_PROBLEMS_:
1. Using the thread on the trapezium rule, explain in one to three sentences why the poster asks for ideas.
2. In the trapezium rule thread, for what values of a must the integral inequality be shown?
3. Extend the forum thread on the trapezium rule from the point where it stops.

_DOCUMENT EXTRACT_:

Begin

Integration/trapezium rule

Jan 2009
92
1
London
a revision question asks to solve an intergral by trapezium rule which I'm okay with. However the second part of the question doesnt even make any sense to me (Wondering)

Write down the least value of sec x for 0 <= x <= pi/2. hence show that \(\displaystyle
\int_0^a \sqrt{secx } dx > a \) for 0 < a < pi/2

Any ideas?
 

HallsofIvy

MHF Helper
Apr 2005
20,249
7,909
a revision question asks to solve an intergral by trapezium rule which I'm okay with. However the second part of the question doesnt even make any sense to me (Wondering)

Write down the least value of sec x for 0 <= x <= pi/2. hence show that \(\displaystyle
\int_0^a \sqrt{secx } dx > a \) for 0 < a < pi/2

Any ideas?

End

_STORED ROWS_:

Begin

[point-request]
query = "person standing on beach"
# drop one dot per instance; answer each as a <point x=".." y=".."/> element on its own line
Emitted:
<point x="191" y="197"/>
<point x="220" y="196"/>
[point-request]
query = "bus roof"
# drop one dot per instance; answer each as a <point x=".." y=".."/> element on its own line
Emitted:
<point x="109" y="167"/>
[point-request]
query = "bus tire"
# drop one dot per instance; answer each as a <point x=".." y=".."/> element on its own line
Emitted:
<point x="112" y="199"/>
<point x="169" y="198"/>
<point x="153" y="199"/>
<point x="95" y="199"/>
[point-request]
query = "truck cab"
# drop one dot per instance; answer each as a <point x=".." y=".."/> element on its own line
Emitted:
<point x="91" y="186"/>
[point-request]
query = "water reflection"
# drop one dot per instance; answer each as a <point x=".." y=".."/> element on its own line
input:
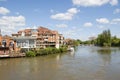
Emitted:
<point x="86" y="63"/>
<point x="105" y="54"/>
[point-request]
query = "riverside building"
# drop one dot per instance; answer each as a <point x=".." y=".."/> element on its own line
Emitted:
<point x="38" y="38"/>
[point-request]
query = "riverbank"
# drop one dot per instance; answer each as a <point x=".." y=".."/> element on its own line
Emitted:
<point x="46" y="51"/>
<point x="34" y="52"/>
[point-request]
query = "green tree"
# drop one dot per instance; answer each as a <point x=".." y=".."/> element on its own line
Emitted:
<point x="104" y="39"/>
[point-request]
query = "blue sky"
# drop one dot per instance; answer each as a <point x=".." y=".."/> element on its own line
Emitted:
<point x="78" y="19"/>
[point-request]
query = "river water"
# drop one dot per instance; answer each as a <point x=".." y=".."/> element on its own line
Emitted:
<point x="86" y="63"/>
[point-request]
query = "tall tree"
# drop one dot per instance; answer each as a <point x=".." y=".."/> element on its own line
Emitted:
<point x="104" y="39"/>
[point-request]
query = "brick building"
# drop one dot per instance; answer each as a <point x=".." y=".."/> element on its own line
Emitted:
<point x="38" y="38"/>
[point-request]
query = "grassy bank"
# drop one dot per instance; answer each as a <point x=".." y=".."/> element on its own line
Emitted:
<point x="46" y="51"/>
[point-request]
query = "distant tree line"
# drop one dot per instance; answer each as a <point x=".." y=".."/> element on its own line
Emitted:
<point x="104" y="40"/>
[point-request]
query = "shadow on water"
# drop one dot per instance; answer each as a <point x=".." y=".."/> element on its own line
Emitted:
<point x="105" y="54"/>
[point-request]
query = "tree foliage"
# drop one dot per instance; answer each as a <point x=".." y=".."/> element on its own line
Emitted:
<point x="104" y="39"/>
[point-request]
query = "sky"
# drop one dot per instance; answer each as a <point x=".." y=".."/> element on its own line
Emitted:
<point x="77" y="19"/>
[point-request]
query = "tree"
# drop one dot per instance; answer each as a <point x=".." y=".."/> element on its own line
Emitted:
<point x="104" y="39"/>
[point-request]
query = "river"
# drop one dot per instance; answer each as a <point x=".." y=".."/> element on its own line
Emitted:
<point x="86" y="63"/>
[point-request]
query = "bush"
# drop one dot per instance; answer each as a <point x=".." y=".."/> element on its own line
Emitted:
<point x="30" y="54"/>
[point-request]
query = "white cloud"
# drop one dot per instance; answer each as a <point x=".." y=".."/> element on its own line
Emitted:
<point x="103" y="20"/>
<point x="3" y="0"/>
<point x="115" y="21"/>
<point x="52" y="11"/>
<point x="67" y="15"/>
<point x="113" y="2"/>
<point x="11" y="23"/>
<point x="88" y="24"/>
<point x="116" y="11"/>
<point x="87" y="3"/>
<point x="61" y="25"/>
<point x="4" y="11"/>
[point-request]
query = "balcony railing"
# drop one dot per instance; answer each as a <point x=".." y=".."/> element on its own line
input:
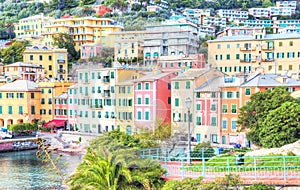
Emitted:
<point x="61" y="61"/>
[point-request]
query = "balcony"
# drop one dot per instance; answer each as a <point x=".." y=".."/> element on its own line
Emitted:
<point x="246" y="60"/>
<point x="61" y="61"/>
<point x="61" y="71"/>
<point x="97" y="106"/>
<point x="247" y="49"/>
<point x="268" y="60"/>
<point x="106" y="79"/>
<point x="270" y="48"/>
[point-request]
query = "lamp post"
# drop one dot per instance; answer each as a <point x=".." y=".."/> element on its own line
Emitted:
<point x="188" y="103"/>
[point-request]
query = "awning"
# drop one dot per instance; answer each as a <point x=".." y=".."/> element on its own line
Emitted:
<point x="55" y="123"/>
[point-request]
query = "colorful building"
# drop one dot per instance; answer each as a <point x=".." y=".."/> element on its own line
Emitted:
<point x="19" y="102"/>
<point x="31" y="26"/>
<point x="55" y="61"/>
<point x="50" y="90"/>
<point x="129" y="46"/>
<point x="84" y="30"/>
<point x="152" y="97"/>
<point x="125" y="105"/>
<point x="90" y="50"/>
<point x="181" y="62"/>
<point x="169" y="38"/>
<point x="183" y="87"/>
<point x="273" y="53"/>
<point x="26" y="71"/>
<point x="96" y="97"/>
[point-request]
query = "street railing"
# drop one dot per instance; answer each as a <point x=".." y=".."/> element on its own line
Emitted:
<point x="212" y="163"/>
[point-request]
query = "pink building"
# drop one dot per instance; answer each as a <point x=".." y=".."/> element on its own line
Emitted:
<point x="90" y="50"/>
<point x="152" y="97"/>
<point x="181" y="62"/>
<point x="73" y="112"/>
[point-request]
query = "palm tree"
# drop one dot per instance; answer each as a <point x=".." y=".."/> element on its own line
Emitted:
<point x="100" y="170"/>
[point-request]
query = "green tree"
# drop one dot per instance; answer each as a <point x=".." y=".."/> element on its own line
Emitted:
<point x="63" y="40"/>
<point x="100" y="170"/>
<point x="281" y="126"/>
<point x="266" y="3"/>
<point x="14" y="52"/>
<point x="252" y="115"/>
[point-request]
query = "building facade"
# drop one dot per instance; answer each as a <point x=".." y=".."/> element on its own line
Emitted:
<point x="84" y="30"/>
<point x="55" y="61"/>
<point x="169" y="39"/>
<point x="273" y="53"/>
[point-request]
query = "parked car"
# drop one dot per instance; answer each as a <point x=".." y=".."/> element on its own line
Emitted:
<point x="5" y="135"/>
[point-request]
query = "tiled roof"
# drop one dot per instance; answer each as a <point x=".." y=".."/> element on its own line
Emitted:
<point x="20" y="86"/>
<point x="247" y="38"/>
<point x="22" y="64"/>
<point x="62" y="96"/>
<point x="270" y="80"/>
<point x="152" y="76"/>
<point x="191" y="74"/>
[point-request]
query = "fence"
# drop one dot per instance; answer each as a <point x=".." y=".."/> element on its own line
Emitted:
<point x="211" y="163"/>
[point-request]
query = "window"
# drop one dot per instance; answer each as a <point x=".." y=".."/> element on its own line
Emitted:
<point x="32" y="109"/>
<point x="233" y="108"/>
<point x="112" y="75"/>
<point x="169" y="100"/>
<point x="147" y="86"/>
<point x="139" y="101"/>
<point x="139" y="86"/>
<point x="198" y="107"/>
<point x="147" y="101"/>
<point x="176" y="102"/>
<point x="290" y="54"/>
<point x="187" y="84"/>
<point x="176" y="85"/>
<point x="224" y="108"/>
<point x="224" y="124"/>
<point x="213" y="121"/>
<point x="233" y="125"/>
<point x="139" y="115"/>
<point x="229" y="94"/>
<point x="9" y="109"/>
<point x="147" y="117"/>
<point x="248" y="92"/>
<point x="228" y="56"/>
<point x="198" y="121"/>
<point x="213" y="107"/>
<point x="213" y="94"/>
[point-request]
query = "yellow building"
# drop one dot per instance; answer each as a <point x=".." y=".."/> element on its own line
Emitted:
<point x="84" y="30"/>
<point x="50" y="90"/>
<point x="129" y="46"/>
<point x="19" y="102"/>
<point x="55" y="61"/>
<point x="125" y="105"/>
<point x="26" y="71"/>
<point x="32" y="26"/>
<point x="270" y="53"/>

End
Begin

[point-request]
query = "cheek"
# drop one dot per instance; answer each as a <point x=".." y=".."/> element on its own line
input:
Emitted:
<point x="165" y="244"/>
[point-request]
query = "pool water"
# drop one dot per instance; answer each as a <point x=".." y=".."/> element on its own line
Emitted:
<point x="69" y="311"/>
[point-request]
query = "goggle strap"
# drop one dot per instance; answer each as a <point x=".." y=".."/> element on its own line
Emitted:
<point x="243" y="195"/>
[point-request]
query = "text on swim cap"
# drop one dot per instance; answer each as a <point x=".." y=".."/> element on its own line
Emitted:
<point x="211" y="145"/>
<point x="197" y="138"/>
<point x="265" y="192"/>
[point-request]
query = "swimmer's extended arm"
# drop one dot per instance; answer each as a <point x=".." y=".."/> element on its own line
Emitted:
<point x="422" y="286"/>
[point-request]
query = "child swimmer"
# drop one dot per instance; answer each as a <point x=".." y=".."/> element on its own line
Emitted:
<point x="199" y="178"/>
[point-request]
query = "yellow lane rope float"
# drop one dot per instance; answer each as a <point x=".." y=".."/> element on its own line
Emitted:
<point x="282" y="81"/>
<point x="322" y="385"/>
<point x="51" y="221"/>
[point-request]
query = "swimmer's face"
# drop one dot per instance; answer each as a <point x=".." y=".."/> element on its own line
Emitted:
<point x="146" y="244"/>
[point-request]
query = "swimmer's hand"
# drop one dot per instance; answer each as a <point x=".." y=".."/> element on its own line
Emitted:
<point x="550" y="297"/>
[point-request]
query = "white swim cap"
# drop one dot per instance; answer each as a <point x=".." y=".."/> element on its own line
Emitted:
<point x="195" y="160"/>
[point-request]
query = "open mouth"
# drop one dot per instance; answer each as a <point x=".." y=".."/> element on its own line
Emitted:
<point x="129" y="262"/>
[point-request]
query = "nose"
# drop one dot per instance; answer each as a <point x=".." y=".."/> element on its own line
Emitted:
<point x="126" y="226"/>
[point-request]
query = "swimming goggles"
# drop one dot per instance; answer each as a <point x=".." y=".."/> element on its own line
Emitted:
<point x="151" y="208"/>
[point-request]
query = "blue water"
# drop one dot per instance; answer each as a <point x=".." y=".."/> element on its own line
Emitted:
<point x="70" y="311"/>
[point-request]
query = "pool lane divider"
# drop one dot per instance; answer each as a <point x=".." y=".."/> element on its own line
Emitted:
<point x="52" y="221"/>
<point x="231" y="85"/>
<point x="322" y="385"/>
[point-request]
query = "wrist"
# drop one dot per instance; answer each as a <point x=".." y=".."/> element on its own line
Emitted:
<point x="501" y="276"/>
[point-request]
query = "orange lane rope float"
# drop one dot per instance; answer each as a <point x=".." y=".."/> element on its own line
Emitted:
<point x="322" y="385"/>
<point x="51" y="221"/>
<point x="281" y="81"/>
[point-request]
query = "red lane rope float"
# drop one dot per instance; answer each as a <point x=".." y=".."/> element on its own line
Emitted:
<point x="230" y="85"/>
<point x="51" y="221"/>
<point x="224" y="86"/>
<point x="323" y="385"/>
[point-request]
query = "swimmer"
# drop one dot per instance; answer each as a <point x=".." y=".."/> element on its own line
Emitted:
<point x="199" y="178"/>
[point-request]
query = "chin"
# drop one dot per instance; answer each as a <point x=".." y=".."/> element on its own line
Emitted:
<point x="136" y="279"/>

End

_OUTPUTS IN ORDER_:
1. The poster can already solve the integral with the trapezium rule, but the second part of the revision question makes no sense to them. That part asks for the least value of sec x on 0 <= x <= pi/2 and then, from that, for a proof that the integral of the square root of sec x from 0 to a is greater than a.

2. For 0 < a < pi/2.

3.
\(\displaystyle sec(x)= \frac{1}{cos(x)}\) so its least value is 1 over the largest value of cos(x). What is that largest value of cos(x) for x between 0 and \(\displaystyle \pi/2\)?

Once you have m= least value of sec(x), m, say, then \(\displaystyle \int_0^a \sqrt{sec(x)}dx\ge \int_0^a \sqrt{m}dx= \sqrt{m}\int_0^adx= a\sqrt{m}\).
 
Jan 2009
92
1
London
The highest value of cosine is 1 which occurs at zero. But I still dont get what is happening here?

sorry
 
Jan 2009
92
1
London
Integration query

I understand that cos 0 will give the highest value (1) and sec 0 will be 1. But what now? I just dont understand.

Any ideas??